O QUE FAZER —
Segundo o texto, em que cidade decorreu a reunião dos ministros dos Negócios Estrangeiros do G20?

TEXTO —
⁂

Blogue do AR/VP – Na semana passada, a reunião dos ministros dos Negócios Estrangeiros do G20 em Bali salientou as diferentes perspetivas que existem no mundo sobre a invasão da Ucrânia pela Rússia e as suas consequências. Temos de prosseguir os nossos esforços para convencer os nossos parceiros, mas ser igualmente sensíveis às suas necessidades.

"A batalha mundial das narrativas em torno da guerra de agressão contra a Ucrânia está no auge – e, por agora, não estamos a ganhar. Temos de prosseguir os nossos esforços para convencer os nossos parceiros, mas ser igualmente sensíveis às suas necessidades."

 

Acabei de regressar de dois dias intensos de "encontros diplomáticos-relâmpago" no âmbito da reunião dos ministros dos Negócios Estrangeiros do G20 na Indonésia. Uma das vantagens destas reuniões é a possibilidade de contactar com muitos colegas num curto espaço de tempo. Para além de participar nas sessões plenárias, também me reuni portanto com os meus homólogos da China, da Índia e de vários outros países –latino-americanos, asiáticos e africanos.

 

Em termos abstratos, todos concordam em defender princípios como a soberania territorial e a não utilização da força. No entanto, a situação muda quando é preciso passar do abstrato ao concreto, como é o caso das repercussões da guerra não provocada da Rússia contra a Ucrânia.

⁂

[Dados de segmentação]
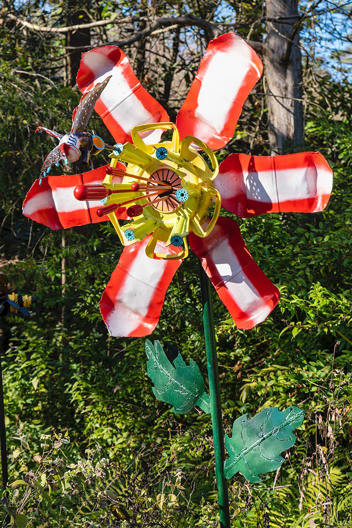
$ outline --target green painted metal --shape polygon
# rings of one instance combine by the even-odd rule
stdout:
[[[187,366],[180,354],[168,357],[159,341],[146,342],[148,375],[154,384],[155,397],[174,406],[174,412],[188,412],[195,405],[209,412],[209,396],[204,391],[204,381],[193,360]]]
[[[210,413],[213,426],[215,474],[219,503],[221,528],[230,528],[227,483],[224,473],[225,447],[220,400],[220,386],[210,282],[199,262],[199,276],[203,306],[203,323],[208,367]]]
[[[260,474],[274,471],[284,461],[280,454],[294,445],[293,429],[302,425],[304,418],[298,407],[282,411],[270,407],[250,420],[247,414],[237,418],[232,437],[225,438],[230,455],[224,466],[226,477],[240,473],[250,482],[261,482]]]

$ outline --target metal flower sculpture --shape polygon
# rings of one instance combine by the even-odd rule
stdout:
[[[55,164],[59,165],[61,160],[68,165],[69,162],[75,162],[81,156],[83,165],[88,165],[89,155],[97,154],[104,148],[104,142],[101,137],[84,132],[89,118],[92,115],[97,100],[110,80],[107,78],[103,82],[95,86],[86,95],[82,96],[78,106],[73,110],[72,126],[69,134],[63,136],[58,132],[49,130],[45,127],[39,126],[35,130],[37,134],[47,134],[59,140],[59,145],[53,148],[45,158],[39,178],[39,185],[42,184],[42,178],[45,177]]]
[[[237,223],[219,216],[221,205],[241,218],[320,211],[330,196],[332,172],[321,154],[309,152],[233,154],[218,166],[213,150],[232,138],[262,67],[237,35],[211,41],[176,126],[119,48],[83,54],[77,83],[83,96],[104,86],[94,108],[118,142],[110,165],[48,176],[41,187],[36,180],[23,212],[52,229],[112,222],[125,246],[100,304],[112,335],[153,332],[187,256],[187,235],[237,327],[252,328],[277,303],[278,290],[252,259]],[[172,137],[163,142],[165,130]]]

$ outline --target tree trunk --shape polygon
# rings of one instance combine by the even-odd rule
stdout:
[[[90,0],[69,0],[67,4],[68,25],[86,24],[91,22],[88,16]],[[69,86],[76,82],[76,76],[79,68],[82,51],[88,51],[90,45],[90,30],[89,27],[69,31],[66,37],[68,46],[68,75]]]
[[[268,19],[286,23],[268,22],[264,46],[270,151],[279,154],[303,143],[298,8],[297,0],[267,0],[265,5]]]

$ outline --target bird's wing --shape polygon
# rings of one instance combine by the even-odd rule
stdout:
[[[58,132],[55,132],[54,130],[49,130],[49,128],[45,128],[45,127],[39,126],[37,127],[35,129],[36,134],[49,134],[50,136],[53,136],[53,137],[55,137],[56,139],[61,139],[63,137],[62,134],[59,134]]]
[[[62,148],[62,145],[58,145],[55,148],[53,148],[52,150],[49,153],[46,157],[45,158],[45,161],[43,164],[42,167],[42,170],[40,172],[40,178],[43,176],[46,176],[46,173],[48,172],[48,169],[50,170],[50,167],[54,165],[54,164],[59,165],[59,162],[61,161],[61,159],[66,159],[66,154],[65,154],[65,151]]]
[[[71,130],[71,134],[74,132],[84,131],[92,115],[94,105],[111,77],[110,75],[85,96],[82,96],[79,105],[74,109],[72,114],[73,124]]]

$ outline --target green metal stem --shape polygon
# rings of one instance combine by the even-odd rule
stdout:
[[[224,475],[225,447],[222,424],[222,412],[220,400],[219,374],[217,370],[217,357],[215,334],[214,329],[214,316],[210,282],[199,262],[199,276],[203,306],[203,323],[208,366],[210,413],[213,426],[213,438],[215,458],[215,474],[217,497],[219,503],[221,528],[230,528],[230,508],[227,482]]]

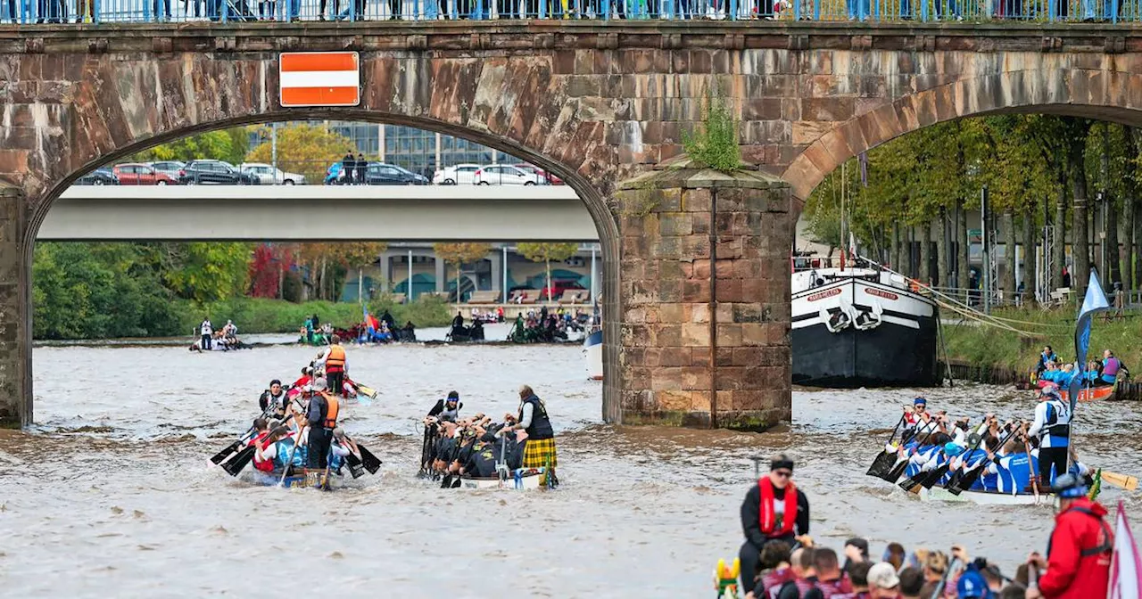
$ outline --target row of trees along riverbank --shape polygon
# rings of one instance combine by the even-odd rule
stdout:
[[[863,180],[862,180],[863,179]],[[1024,301],[1035,301],[1036,251],[1052,227],[1049,286],[1062,288],[1070,248],[1083,297],[1092,264],[1102,280],[1142,285],[1142,130],[1086,119],[1004,115],[963,119],[888,141],[829,175],[804,218],[830,248],[846,226],[863,252],[940,288],[968,289],[967,212],[988,188],[996,241],[1021,251]],[[842,194],[845,201],[842,201]],[[1097,218],[1095,218],[1097,216]],[[831,253],[831,252],[830,252]],[[1013,259],[1013,253],[1007,252]],[[1015,269],[994,286],[1015,298]]]

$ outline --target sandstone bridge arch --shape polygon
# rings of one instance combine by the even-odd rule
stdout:
[[[360,106],[279,105],[280,51],[344,49],[361,52]],[[973,114],[1055,111],[1134,122],[1140,76],[1142,33],[1113,25],[6,30],[0,421],[32,418],[30,262],[37,228],[67,184],[183,135],[309,118],[465,137],[550,169],[579,193],[604,248],[606,420],[702,424],[724,414],[719,423],[745,428],[788,421],[788,249],[802,200],[825,175],[892,137]],[[715,201],[698,189],[629,210],[616,193],[619,181],[681,153],[682,133],[700,121],[713,88],[740,118],[743,157],[758,165],[758,179],[769,178],[764,201],[748,191]],[[716,218],[707,208],[717,208]]]

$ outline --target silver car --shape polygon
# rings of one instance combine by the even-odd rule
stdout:
[[[243,162],[239,169],[257,177],[262,185],[305,185],[305,175],[284,172],[263,162]]]

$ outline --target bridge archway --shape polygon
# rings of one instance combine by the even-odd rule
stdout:
[[[484,146],[508,153],[518,159],[525,160],[532,164],[536,164],[548,172],[552,172],[563,179],[563,181],[574,189],[579,195],[580,200],[584,202],[585,208],[592,217],[592,220],[596,225],[596,230],[598,233],[600,244],[602,246],[602,262],[603,262],[603,278],[601,281],[601,292],[602,292],[602,307],[604,314],[619,314],[619,305],[621,299],[621,293],[618,292],[618,260],[614,258],[618,254],[618,243],[619,233],[618,225],[611,214],[608,203],[603,195],[604,192],[600,189],[601,185],[597,180],[592,180],[584,173],[574,170],[572,165],[569,165],[563,160],[553,157],[541,151],[528,147],[515,139],[502,135],[494,135],[486,130],[475,130],[468,127],[457,126],[455,123],[442,122],[435,119],[409,116],[403,114],[392,114],[381,113],[377,111],[369,111],[364,108],[288,108],[288,110],[266,110],[262,112],[255,112],[252,114],[243,114],[239,116],[231,118],[210,118],[201,122],[193,122],[185,126],[177,126],[166,129],[159,129],[154,131],[154,135],[147,137],[140,137],[137,139],[124,139],[123,143],[114,145],[112,148],[107,149],[103,154],[95,156],[85,156],[87,160],[79,165],[74,167],[72,170],[63,175],[54,185],[45,186],[40,201],[34,202],[32,209],[29,213],[27,226],[23,236],[23,272],[27,282],[24,285],[24,293],[26,298],[27,310],[25,314],[26,331],[31,331],[31,265],[35,248],[35,236],[43,224],[45,218],[51,209],[53,203],[67,189],[75,179],[91,171],[98,167],[114,163],[126,156],[130,156],[140,151],[154,147],[161,144],[174,141],[186,136],[227,129],[240,126],[248,124],[264,124],[272,122],[283,122],[283,121],[307,121],[307,120],[337,120],[337,121],[348,121],[348,122],[369,122],[376,124],[399,124],[413,127],[432,132],[439,132],[442,135],[449,135],[458,138],[464,138],[471,141],[482,144]],[[78,161],[77,161],[78,162]],[[27,185],[25,184],[25,189]],[[18,187],[13,187],[13,195],[19,191]],[[2,192],[2,189],[0,189]],[[521,237],[525,238],[525,232],[521,230]],[[465,274],[466,280],[471,281],[471,276]],[[445,285],[447,286],[447,285]],[[604,339],[618,339],[618,322],[611,319],[610,322],[604,321]],[[31,339],[27,339],[29,346],[31,345]],[[604,370],[604,387],[603,387],[603,414],[604,419],[608,421],[620,422],[621,421],[621,410],[618,406],[618,386],[609,385],[608,381],[616,379],[617,375],[617,364],[618,364],[619,351],[613,341],[604,342],[604,358],[603,358],[603,370]],[[26,424],[32,420],[33,405],[32,405],[32,394],[31,391],[31,351],[27,351],[27,358],[25,363],[25,385],[27,386],[29,392],[25,397],[25,403],[21,411],[21,421]]]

⁂

RESPOSTA —
Em Bali, na Indonésia.